INSTRUCTION
Rewrite all the records below, replacing "thickest part" with "widest part" and leaving everything else as it is.

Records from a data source
•••••
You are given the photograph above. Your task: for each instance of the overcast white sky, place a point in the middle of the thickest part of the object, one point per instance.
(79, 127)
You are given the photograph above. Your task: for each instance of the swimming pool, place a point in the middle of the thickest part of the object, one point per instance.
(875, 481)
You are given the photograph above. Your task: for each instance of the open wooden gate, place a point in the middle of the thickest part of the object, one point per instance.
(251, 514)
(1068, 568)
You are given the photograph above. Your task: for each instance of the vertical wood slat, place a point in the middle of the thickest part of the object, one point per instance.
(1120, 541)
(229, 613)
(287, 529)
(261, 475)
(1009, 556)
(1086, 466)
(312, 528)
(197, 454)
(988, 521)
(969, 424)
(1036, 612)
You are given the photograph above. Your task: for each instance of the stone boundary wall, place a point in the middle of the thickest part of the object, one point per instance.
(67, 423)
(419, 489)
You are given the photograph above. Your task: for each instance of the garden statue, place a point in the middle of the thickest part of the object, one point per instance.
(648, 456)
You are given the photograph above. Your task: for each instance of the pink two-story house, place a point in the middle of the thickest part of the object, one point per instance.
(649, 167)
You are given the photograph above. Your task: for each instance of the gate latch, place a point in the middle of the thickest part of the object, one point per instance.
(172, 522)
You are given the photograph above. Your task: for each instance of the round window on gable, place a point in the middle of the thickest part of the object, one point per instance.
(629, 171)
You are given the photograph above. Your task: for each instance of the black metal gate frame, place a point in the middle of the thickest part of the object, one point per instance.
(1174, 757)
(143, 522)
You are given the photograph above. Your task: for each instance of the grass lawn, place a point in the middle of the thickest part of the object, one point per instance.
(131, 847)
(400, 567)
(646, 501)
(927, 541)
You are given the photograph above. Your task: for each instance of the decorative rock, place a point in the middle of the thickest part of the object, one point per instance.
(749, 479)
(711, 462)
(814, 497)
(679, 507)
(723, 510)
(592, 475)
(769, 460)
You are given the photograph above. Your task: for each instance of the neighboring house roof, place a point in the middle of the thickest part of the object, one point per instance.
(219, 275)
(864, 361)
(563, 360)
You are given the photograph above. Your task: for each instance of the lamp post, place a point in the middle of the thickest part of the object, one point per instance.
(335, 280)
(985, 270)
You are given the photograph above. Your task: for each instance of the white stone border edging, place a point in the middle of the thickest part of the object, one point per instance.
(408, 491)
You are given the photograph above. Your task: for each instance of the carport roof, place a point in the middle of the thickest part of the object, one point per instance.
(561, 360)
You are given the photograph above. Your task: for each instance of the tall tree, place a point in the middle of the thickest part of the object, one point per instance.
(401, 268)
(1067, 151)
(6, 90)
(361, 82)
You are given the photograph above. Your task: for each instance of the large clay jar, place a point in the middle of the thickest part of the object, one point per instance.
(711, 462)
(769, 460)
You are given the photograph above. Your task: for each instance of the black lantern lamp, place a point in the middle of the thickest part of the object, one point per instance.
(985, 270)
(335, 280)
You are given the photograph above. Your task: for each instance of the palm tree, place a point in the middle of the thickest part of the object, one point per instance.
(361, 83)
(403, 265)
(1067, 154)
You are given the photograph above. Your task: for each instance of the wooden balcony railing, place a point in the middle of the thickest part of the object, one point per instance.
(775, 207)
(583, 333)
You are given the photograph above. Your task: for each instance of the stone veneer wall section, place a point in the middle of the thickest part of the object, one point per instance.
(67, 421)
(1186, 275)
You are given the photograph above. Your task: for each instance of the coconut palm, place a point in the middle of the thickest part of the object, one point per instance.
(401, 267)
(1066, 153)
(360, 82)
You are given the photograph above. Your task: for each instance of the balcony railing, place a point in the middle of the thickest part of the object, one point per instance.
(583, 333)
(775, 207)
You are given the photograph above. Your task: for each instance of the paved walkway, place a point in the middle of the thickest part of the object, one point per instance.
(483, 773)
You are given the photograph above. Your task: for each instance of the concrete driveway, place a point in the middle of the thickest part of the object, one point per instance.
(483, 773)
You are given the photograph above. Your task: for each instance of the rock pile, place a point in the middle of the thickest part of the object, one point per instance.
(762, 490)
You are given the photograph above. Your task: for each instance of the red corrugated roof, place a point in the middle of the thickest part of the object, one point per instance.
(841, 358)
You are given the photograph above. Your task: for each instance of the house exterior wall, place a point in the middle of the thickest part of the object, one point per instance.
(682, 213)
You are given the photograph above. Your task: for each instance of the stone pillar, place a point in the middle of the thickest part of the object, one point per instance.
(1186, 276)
•••••
FINAL RESULT
You are given the photograph above. Your task: for each instance of the overcast white sky, place a point in the middle of the widest part of the object, one point per instance.
(79, 127)
You are given the photograph above. Your task: for each instance of the swimming pool, place a point in the middle of the widest part of the object, one point per instance.
(875, 481)
You are given the photograph above. Your task: for each instance of the open wooden gate, place a point in the middle of the widest part of the object, one point per instance.
(251, 514)
(1068, 568)
You are given the photograph above. Your task: for each instance of the vertical wood slat, place a point in the middle of the widest part of the object, one point per instance.
(1120, 541)
(229, 613)
(287, 529)
(261, 475)
(1009, 556)
(1086, 466)
(312, 528)
(197, 454)
(988, 521)
(969, 424)
(1036, 612)
You are given the photograph above. Your task: for each instance of the stone boundary wall, place a point in the middle of the widest part of the object, one point per instance.
(67, 423)
(419, 489)
You are given the photograph above. Your task: for each instance of the garden statue, place a point in the middle of the widest part of the object, one point per instance.
(648, 456)
You are given the photograph above. Your task: for each instance of the pink two-story house, place a point in the middle of the widest part of the object, one point per instance.
(649, 167)
You are given the photograph above. Your task: for each instance of the gate latch, place a point in the middle of the widest part of the object, one point per instance.
(172, 522)
You are given the photograph above. Your task: for each instance of the round window on gable, place a point in the middle of the widest part of the object, one point per instance.
(629, 171)
You are given the photograph above. Your task: for each instance of the black metal gate frame, place a point in the middle of the widest part of the object, one point per instance.
(1174, 757)
(143, 522)
You are given the photograph above. Your task: for each instance of the grass lawn, place a point in the middle of the widest part of the object, one point per instance.
(131, 847)
(400, 567)
(646, 501)
(927, 541)
You are given the photograph above. Your task: for each instance of the decorative rock, place a point in the middle of the widest part of the object, one point per instance.
(749, 479)
(711, 462)
(814, 497)
(679, 507)
(723, 510)
(592, 475)
(769, 460)
You are given the photograph above. Your task: for each instance of the neighboring house roof, place a point in the middle of the widest part of the object, one point per instance.
(219, 275)
(864, 361)
(563, 360)
You are given the photograph above. Your task: for each instance of the lamp post, place a point in the middle of the widest part of the object, one point per instance.
(335, 280)
(985, 270)
You are given the photograph above. Your task: for each instance of the white stone border edging, place a point in the middle of the widest part of the object, one point per instance.
(408, 491)
You are given the photograph above. Your task: for each instance of the carport roof, place a point in the middle of the widest part of the object, one point per instance.
(561, 360)
You are given the photograph above. Your task: for each instance of the tall tree, place a point in the middle of the widest part of the object, one point per instance.
(401, 268)
(1067, 151)
(6, 90)
(361, 82)
You are given the photograph above. Your task: for each instance of the large clay jar, place a point in the middle of the widest part of the object, one point per instance.
(711, 462)
(769, 460)
You are given the photograph above. Your task: for each instance of the black lantern lamp, place a point in the middle of the widest part of the object, one point per instance.
(985, 270)
(335, 280)
You are given the photograph above. Your task: for each instance of the palm tree, place a point in the middle of the widest part of the object, one point per instance.
(361, 83)
(403, 265)
(1067, 154)
You are given the photograph above. Your task: for each instance of the wooden balcony railing, place a point in the middle of the widest part of the object, one point per instance.
(775, 207)
(583, 333)
You are given the photograph above. Your task: for each instance of the stone veneer wall section, place a point in the middle of the widest part of the object, one point per instance.
(67, 421)
(1186, 275)
You are given the photograph above. Your task: for each instance of the coconut palm, place a point in the middle of the widest part of the object, one point per instance.
(401, 267)
(1066, 153)
(360, 82)
You are given the photograph above. Your task: for each instance of the balcony railing, place a point in the middle of the widest part of the object, one point per instance.
(583, 333)
(775, 207)
You are given the photograph above. Your task: for each instance of the paved walkway, place a point in the middle of the widest part of the object, one point per instance.
(483, 773)
You are given the photograph above. Your task: for each instance of the concrete driveway, place a point in the middle of the widest part of the object, one point per instance.
(483, 773)
You are given the photograph above. Your task: for each instance of the rock pile, place a point in the middle of the widest part of the object, one point per instance.
(762, 490)
You are given the photograph above. Your task: for each instance of the red corrugated roof, place a point in the middle of the widest part of the object, one point per instance.
(841, 358)
You are given the photograph above. Your task: for each instance of the house exterior wall, place a point in the middle of the widest part of the object, one point per instance.
(682, 213)
You are given the photograph above. Your task: for each instance of the stone pillar, place a point in the middle of the widest part of the object, one point per instance.
(1186, 276)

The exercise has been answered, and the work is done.